Bis letzte Woche hätte ich behaupten können, noch nie einen wirklichen Kulturschock gespürt zu haben. Doch eine Woche auf einer Farm, nur 20 Kilometer vom Stadtzentrum von Ulaanbaatar entfernt, hat mich eines Besseren belehrt. Da die Eindrücke so vielfältig und nicht wirklich in Worte zu fassen sind, fange ich einfach mal von hinten an. Ich schreibe diese Zeilen in einem richtigen Bett, liegend. Das Glücksgefühl, das die erste Dusche seit einer Woche, eine leckere Salamipizza und ein kaltes Bier hinterlassen haben, wird allerdings durch die Tatsache getrübt, dass irgendein Drecksack, für diese Situation eine durchaus passende Wortwahl, auf der Rückfahrt im vollen Bus meinen MP3-Player mit 24 GB Hörbüchern aus meinem Rucksack geklaut hat. Ein ziemlicher Vollidiot (Name ist der Redaktion bekannt) hat es dem Dieb allerdings auch zu einfach gemacht, da der Player im obersten Fach des Rucksacks verstaut war. Na ja, die ganzen Warnungen, die man über Taschendiebe in Ulaanbaatar hört, können wir somit aus erster Hand bestätigen.
Da ich immer noch nicht weiß, wie ich meinen Kulturschock in Worte fassen soll, beschreibe ich einfach mal, welchen Kulturschock die nette Familie (6 Kinder) durch uns, insbesondere durch Ania, die im Hochbett über mir seit gut zwei Stunden (Nach-)Mittagsschlaf hält, ertragen musste. Wie einigen bekannt sein dürfte, hat Ania etwas, was man als Milchphobie beschreiben könnte. In einem mongolischen Haushalt, dessen Speiseplan mehrmals täglich Milch, meist garniert mit nicht identifizierbaren Schafsteilen, vorsieht, ruft dies doch eine gewisse Verwunderung hervor. Hier einige der Fragen, die Ania in den letzten Tagen beantworten durfte:
- Trinkt dein Vater Milch?
- Trinkt deine Mutter Milch?
- Trinkt deine Schwester Milch?
- …
- Warst du schon beim Arzt?
Aber zum Glück hat sich einer der fünfzehnjährigen Söhne in Ania verschossen, und daher gab es anstatt Milchtee fast nur noch „schwarzen Tee“, oder zumindest das, was sich Mongolen darunter vorstellen 🙂 Aber das ist eine andere Geschichte. Als unliebsame Nebenwirkung durfte ich allerdings wunderbare Fragen beantworten wie z.B.
- Warum hast du Ania geheiratet?
- Wann lasst ihr euch scheiden?
- …
Aber zumindest gab es keinen Milchtee mehr.

## Datenübersicht:
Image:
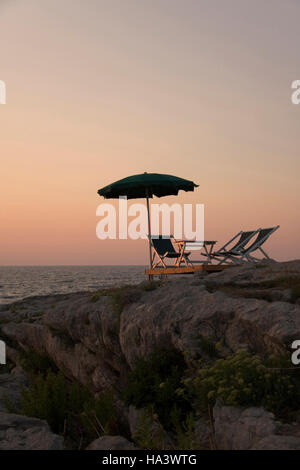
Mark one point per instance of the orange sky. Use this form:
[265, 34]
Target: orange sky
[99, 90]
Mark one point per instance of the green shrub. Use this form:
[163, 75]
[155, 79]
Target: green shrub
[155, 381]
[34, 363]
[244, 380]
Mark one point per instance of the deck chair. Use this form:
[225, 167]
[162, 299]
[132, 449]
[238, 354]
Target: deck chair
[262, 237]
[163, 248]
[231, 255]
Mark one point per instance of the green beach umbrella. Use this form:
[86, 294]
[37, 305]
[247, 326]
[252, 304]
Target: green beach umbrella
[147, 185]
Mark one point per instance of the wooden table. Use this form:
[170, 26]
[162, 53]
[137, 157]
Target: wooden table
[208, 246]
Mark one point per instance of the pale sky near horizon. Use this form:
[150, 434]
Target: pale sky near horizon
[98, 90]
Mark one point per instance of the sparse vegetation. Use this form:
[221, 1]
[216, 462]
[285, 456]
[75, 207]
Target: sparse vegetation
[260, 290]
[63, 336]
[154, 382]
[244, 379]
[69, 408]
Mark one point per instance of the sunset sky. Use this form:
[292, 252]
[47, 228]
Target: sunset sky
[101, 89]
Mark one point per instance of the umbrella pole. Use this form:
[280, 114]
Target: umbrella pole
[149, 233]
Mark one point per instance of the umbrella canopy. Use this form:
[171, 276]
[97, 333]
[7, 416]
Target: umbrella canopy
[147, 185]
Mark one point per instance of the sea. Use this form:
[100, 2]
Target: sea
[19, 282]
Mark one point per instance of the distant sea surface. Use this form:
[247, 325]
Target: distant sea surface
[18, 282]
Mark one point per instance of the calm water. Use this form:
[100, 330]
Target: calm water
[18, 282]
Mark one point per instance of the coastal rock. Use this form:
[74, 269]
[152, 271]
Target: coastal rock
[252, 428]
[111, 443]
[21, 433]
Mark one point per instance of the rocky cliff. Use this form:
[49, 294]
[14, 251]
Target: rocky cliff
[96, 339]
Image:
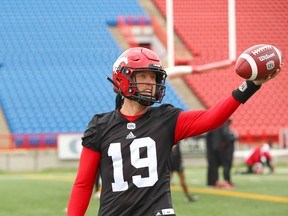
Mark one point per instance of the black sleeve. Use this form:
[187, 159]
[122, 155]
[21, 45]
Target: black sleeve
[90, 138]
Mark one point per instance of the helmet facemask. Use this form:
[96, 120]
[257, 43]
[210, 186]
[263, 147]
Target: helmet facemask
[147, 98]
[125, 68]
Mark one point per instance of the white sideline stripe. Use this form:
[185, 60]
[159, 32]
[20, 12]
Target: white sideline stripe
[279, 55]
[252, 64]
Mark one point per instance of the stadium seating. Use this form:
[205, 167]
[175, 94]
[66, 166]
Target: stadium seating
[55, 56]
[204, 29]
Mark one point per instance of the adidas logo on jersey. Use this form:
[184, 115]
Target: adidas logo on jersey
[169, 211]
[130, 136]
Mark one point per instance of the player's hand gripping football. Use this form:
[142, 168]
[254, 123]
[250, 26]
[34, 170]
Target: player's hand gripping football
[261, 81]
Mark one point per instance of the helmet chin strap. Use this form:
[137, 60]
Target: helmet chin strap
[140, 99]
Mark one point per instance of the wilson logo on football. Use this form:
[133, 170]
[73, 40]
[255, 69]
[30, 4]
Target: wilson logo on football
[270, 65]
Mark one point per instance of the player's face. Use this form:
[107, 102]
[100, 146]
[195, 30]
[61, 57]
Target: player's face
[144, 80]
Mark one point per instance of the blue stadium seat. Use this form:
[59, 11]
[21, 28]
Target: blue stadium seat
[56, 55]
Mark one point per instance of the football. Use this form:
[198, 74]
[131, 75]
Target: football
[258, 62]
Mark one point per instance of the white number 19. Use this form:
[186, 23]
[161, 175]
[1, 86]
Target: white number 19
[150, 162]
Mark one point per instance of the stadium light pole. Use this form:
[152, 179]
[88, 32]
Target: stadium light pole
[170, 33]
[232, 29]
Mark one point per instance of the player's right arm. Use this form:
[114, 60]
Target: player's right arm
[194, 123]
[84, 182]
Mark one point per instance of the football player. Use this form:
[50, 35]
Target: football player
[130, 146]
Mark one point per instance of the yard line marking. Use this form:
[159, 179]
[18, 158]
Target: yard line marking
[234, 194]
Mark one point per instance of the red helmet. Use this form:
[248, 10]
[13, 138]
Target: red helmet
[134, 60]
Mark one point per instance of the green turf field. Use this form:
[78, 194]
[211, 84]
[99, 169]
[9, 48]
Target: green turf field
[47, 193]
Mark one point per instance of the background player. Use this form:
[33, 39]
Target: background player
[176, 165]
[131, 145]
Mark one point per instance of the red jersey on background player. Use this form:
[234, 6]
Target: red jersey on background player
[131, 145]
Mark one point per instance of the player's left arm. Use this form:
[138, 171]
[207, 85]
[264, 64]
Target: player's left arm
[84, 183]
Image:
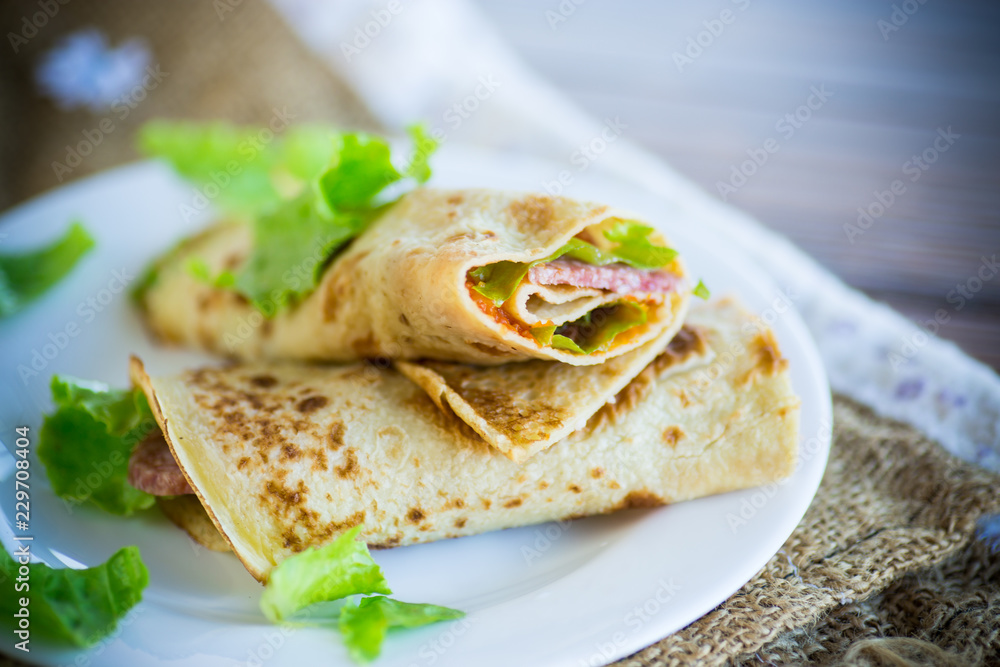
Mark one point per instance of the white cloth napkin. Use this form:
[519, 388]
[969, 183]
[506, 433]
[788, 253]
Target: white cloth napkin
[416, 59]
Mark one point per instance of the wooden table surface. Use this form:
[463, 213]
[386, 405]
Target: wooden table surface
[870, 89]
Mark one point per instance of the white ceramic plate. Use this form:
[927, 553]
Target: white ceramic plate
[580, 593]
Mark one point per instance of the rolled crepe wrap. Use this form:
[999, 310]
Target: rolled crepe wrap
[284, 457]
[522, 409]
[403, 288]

## Was zu tun ist:
Prüfen Sie, ob die folgenden Aussagen mit dem Lesetext übereinstimmen, und antworten Sie jeweils mit Ja oder Nein samt der entscheidenden Textstelle im wörtlichen Zitat:
1. Die Farm liegt 20 Kilometer vom Stadtzentrum von Ulaanbaatar entfernt.
2. Der MP3-Player wurde auf der Hinfahrt gestohlen.
3. Die Gastfamilie hat sechs Kinder.
Das Material stammt aus einer anderen Quelle als der Lesetext.

## Lösung der Aufgabe:
1. Ja: „nur 20 Kilometer vom Stadtzentrum von Ulaanbaatar entfernt“
2. Nein: „auf der Rückfahrt im vollen Bus“
3. Ja: „die nette Familie (6 Kinder)“